■ THE TASKS ■
A – For the rvest table-scraping question, decide whether each statement agrees with the text, and support each yes or no with the deciding words quoted from it: (i) the wanted table has "Isiah YOUNG" in its first row, third column; (ii) the code calls read_html with the option "DTDLOAD"; (iii) printing table[[1]] shows nothing useful.
B – Write what comes next in the rvest table-scraping question, picking up after its final sentence.

┌─ PROVIDED TEXT

Reputation: 3660
I'm looking to scrape the third table off of this website and store it as a data frame. Below is a reproducible example
The third table is the one with "Isiah YOUNG" in the first row, third column.
library(rvest)
library(dplyr)
target_url <-
"https://flashresults.com/2017_Meets/Outdoor/06-22_USATF/004-2-02.htm"
table <- target_url %>%
read_html(options = c("DTDLOAD")) %>%
html_nodes("[id^=splitevents]") # this is the correct node
So far so good. Printing table[[1]]
shows the contents I want.

└─
┌─ SUPPLIED INFORMATION

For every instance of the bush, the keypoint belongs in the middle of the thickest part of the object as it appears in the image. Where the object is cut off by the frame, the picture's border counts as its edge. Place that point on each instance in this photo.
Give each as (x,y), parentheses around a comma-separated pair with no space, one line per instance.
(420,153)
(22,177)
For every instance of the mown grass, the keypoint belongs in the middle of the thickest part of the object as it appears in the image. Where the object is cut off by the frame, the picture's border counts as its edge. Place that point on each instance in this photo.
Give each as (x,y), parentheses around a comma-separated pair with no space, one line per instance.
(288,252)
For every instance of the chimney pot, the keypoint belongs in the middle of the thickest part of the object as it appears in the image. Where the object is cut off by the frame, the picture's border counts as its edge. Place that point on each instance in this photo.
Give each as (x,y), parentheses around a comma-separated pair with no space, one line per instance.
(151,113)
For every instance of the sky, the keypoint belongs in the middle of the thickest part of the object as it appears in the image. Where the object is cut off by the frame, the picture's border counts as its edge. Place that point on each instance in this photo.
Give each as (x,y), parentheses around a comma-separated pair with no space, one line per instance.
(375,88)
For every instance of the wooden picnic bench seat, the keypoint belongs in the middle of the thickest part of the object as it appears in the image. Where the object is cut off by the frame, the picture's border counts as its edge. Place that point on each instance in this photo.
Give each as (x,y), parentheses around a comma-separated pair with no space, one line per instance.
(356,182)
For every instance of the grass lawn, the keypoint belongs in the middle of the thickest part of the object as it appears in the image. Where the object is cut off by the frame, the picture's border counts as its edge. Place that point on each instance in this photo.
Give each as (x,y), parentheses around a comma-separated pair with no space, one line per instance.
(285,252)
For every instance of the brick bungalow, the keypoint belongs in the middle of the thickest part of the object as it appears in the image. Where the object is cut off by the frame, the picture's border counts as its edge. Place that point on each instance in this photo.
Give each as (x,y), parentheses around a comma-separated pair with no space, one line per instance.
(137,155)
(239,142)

└─

■ WRITTEN RESPONSES ■
A –
(i) Yes: "The third table is the one with "Isiah YOUNG" in the first row, third column."
(ii) Yes: "read_html(options = c("DTDLOAD"))"
(iii) No: "Printing table[[1]] shows the contents I want."

B –
table[[1]]
{html_node}
<table id="splitevents" class="sortable" align="center">
[1] <tr>\n<th class="sorttable_nosort" width="20">Pl</th>\n<th class="sorttable_nosort" width="20">Ln</th>\n<th ...
[2] <td>1</td>\n
[3] <td>6</td>\n
[4] <td></td>\n
[5] <td>Isiah YOUNG</td>\n
[6] <td></td>\n
[7] <td>NIKE</td>\n
[8] <td>20.28 Q</td>\n
[9] <td><b><font color="grey">0.184</font></b></td>
[10] <td>2</td>\n
[11] <td>7</td>\n
[12] <td></td>\n
[13] <td>Elijah HALL-THOMPSON</td>\n
[14] <td></td>\n
[15] <td>Houston</td>\n
[16] <td>20.50 Q</td>\n
[17] <td><b><font color="grey">0.200</font></b></td>
[18] <td>3</td>\n
[19] <td>9</td>\n
[20] <td></td>\n
...
However, passing this to html_table
results in an empty data frame.
table[[1]] %>%
html_table(fill = TRUE)
[1] Pl Ln Athlete Affiliation Time
<0 rows> (or 0-length row.names)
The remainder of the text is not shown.